** start of SOURCE PASSAGE **

# Spark Preparation
We check if we are in Google Colab.  If this is the case, install all necessary packages.

To run spark in Colab, we need to first install all the dependencies in Colab environment i.e. Apache Spark 3.3.2 with hadoop 3.3, Java 8 and Findspark to locate the spark in the system. The tools installation can be carried out inside the Jupyter Notebook of the Colab.
Learn more from [A Must-Read Guide on How to Work with PySpark on Google Colab for Data Scientists!](https://www.analyticsvidhya.com/blog/2020/11/a-must-read-guide-on-how-to-work-with-pyspark-on-google-colab-for-data-scientists/)

In [1]:
try:
  import google.colab
  IN_COLAB = True
except:
  IN_COLAB = False

In [2]:
if IN_COLAB:
    !apt-get install openjdk-8-jdk-headless -qq > /dev/null
    !wget -q https://dlcdn.apache.org/spark/spark-3.3.2/spark-3.3.2-bin-hadoop3.tgz
    !tar xf spark-3.3.2-bin-hadoop3.tgz
    !mv spark-3.3.2-bin-hadoop3 spark
    !pip install -q findspark
    import os
    os.environ["JAVA_HOME"] = "/usr/lib/jvm/java-8-openjdk-amd64"
    os.environ["SPARK_HOME"] = "/content/spark"

# Start a Local Cluster
Use findspark.init() to start a local cluster.  If you plan to use remote cluster, skip the findspark.init() and change the cluster_url according.

In [3]:
import findspark
findspark.init()

In [4]:
spark_url = 'local'

In [5]:
from pyspark.sql import SparkSession

In [6]:
spark = SparkSession.builder\
        .master(spark_url)\
        .appName('Spark ML')\
        .getOrCreate()

24/10/22 14:52:02 WARN Utils: Your hostname, Natawuts-MacBook-Air.local resolves to a loopback address: 127.0.0.1; using 10.203.212.239 instead (on interface en0)
24/10/22 14:52:02 WARN Utils: Set SPARK_LOCAL_IP if you need to bind to another address
Setting default log level to "WARN".
To adjust logging level use sc.setLogLevel(newLevel). For SparkR, use setLogLevel(newLevel).
24/10/22 14:52:02 WARN NativeCodeLoader: Unable to load native-hadoop library for your platform... using builtin-java classes where applicable


# Spark SQL Data Preparation

First, we read a csv file.  We can provide option such as delimiter and header.  We then rename the colume names to remove dot ('.') in the names.

In [7]:
from pyspark.sql.functions import col

In [8]:
path = 'bank-additional-full.csv'

In [9]:
df = spark.read.option("delimiter", ";").option("header", True).csv(path)
cols = [c.replace('.', '_') for c in df.columns]
df = df.toDF(*cols)

In [10]:
cols = ['age', 'duration', 'campaign', 'pdays', 'previous', 'nr_employed']
for c in cols:
    df = df.withColumn(c, col(c).cast('int'))

** end of SOURCE PASSAGE **

(AIM 1):
Which column names does the Spark notebook page convert to integers? List them all.

** start of MATERIAL TO PROCESS **

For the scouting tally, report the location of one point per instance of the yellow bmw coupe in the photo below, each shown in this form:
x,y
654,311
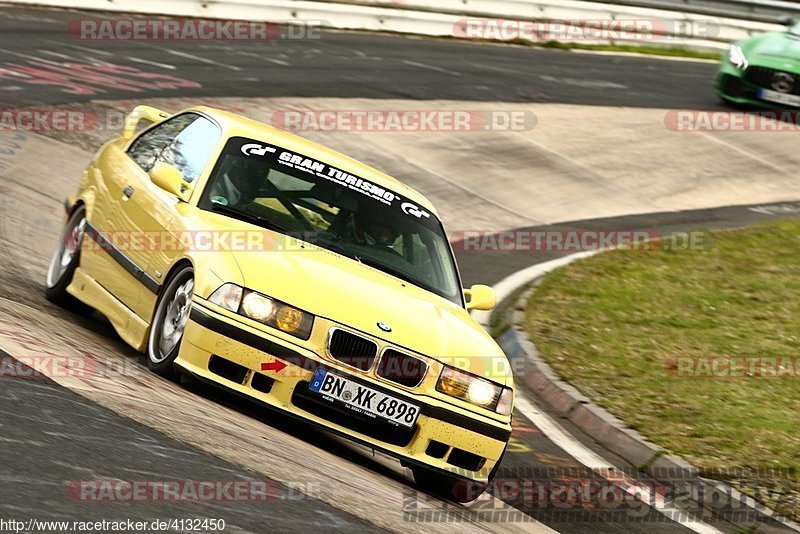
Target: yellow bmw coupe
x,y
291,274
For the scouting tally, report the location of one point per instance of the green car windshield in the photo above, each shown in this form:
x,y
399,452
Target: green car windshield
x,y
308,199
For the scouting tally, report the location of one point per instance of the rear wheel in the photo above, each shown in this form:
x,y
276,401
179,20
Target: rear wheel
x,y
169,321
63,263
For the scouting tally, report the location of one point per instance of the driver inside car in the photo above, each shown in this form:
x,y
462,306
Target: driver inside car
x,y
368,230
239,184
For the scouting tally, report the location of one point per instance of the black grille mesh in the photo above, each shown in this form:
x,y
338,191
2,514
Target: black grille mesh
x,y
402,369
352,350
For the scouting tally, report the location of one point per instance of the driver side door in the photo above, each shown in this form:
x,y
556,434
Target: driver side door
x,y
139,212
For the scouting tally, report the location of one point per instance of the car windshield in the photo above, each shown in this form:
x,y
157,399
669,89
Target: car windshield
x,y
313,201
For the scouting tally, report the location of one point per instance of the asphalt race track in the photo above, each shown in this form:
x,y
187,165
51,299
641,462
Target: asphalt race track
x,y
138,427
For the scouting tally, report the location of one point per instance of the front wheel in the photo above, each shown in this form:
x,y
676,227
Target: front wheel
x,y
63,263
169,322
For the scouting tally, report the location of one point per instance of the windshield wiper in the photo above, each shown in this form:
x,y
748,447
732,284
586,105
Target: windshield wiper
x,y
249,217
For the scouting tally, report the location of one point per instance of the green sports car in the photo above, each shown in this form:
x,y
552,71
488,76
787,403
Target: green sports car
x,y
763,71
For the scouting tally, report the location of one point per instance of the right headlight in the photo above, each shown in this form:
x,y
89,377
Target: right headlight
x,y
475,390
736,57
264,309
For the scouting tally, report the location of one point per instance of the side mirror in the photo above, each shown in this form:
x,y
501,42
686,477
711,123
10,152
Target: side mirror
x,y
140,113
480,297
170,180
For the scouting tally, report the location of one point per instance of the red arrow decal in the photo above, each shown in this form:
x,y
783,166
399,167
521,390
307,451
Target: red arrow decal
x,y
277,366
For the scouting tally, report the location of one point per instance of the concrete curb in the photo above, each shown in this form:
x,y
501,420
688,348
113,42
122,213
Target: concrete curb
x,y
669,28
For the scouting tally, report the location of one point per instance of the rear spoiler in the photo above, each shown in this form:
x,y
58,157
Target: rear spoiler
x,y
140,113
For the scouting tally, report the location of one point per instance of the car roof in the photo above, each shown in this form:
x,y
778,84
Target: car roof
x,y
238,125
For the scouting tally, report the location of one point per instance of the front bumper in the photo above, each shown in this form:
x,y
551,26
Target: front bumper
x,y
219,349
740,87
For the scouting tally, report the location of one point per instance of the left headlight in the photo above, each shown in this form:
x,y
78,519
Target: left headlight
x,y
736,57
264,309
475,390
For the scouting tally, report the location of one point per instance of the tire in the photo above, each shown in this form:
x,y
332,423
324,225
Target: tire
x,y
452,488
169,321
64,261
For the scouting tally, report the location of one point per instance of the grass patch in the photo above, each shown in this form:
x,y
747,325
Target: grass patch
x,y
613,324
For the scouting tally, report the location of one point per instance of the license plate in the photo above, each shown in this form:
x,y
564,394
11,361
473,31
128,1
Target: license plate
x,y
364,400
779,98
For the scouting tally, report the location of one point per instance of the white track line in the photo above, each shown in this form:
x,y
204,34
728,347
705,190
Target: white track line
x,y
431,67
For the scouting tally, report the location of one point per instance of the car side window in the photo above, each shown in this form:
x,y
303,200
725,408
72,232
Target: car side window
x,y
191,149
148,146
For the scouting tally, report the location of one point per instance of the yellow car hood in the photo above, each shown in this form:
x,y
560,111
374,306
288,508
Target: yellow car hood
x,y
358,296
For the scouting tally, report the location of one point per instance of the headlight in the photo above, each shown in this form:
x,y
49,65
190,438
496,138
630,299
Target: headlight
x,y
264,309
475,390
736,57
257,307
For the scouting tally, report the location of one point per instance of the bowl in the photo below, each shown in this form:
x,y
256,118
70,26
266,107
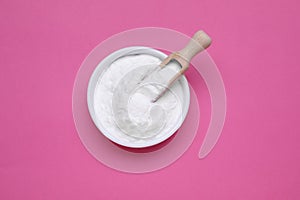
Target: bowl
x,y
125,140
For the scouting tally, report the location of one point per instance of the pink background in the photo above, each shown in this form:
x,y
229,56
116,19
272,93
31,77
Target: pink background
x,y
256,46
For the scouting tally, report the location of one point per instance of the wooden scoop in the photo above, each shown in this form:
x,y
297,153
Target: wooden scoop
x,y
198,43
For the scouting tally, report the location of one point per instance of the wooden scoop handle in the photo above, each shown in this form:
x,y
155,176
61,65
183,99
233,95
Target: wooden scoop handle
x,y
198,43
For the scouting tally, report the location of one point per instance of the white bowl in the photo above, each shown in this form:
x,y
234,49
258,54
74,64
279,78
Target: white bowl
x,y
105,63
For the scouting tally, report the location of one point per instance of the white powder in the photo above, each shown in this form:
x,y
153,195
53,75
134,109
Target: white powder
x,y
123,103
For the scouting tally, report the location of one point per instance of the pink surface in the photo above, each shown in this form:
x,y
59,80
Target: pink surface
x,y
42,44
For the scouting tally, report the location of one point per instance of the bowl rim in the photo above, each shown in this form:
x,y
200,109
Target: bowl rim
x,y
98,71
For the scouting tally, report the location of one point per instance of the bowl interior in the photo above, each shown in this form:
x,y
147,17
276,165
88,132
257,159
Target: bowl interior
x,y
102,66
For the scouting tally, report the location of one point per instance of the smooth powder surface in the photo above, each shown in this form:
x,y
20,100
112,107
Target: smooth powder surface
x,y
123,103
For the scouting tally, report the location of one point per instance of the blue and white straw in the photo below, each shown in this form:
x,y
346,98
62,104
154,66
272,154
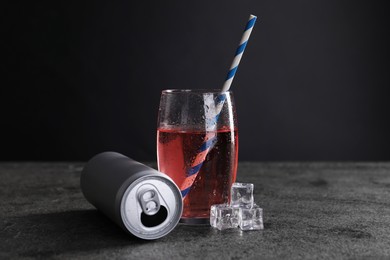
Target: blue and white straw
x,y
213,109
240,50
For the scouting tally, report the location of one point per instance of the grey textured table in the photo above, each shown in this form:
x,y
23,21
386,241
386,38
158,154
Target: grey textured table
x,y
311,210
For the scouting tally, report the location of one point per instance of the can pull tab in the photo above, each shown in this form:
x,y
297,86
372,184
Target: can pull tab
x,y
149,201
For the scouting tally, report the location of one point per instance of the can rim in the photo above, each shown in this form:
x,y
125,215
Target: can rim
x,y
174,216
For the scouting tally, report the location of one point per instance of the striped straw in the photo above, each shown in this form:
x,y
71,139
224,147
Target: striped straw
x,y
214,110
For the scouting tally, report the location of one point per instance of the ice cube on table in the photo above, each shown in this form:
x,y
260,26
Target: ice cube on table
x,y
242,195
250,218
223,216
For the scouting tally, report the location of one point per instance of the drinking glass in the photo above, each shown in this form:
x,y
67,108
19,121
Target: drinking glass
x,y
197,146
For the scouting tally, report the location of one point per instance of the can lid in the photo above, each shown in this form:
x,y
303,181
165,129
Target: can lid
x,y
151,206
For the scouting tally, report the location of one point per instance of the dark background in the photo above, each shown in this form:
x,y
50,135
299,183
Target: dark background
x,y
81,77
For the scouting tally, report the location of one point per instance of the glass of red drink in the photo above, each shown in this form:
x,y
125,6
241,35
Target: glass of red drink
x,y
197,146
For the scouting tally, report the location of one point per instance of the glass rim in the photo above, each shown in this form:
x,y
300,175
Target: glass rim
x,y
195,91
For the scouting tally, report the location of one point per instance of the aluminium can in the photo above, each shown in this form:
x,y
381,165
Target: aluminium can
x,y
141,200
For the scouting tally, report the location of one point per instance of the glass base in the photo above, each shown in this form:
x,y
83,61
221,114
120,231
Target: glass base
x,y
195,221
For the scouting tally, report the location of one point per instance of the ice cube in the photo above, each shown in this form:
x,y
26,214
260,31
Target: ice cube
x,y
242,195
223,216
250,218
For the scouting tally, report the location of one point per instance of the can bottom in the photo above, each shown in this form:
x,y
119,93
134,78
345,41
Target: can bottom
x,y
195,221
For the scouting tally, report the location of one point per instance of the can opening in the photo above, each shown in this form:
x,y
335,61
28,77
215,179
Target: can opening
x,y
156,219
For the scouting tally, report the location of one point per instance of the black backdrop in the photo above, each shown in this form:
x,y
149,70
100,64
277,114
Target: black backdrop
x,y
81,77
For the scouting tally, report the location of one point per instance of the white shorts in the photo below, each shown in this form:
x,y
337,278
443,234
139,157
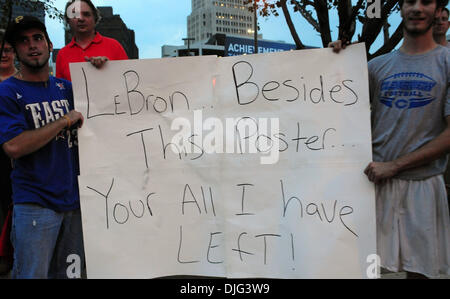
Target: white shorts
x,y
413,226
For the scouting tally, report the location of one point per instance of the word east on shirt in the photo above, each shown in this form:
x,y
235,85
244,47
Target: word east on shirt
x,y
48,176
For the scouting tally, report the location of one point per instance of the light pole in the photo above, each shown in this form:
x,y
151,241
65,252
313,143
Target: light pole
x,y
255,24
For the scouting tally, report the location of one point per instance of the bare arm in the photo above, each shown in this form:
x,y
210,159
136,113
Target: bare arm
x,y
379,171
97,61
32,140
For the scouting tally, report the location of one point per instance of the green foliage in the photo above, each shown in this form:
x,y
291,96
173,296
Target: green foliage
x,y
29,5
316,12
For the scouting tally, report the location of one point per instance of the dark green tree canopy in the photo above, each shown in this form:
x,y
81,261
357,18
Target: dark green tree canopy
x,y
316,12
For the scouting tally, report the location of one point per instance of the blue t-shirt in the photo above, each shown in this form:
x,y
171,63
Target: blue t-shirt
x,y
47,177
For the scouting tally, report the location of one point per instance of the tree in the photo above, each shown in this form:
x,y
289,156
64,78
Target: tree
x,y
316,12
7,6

** end of MATERIAL TO PROCESS **

(AIM 2):
Show every line of the records that contains the string "powder". Case counts.

(TASK RESPONSE 1):
age, duration, campaign, pdays, previous, nr_employed

(TASK RESPONSE 2):
For the scouting tally, report the location of one point per instance of the white powder in the photo above, each shown in this form:
Target: white powder
For the scouting tally, report the location of one point per instance of the smooth powder surface in the photo above, each shown in this form:
Target: smooth powder surface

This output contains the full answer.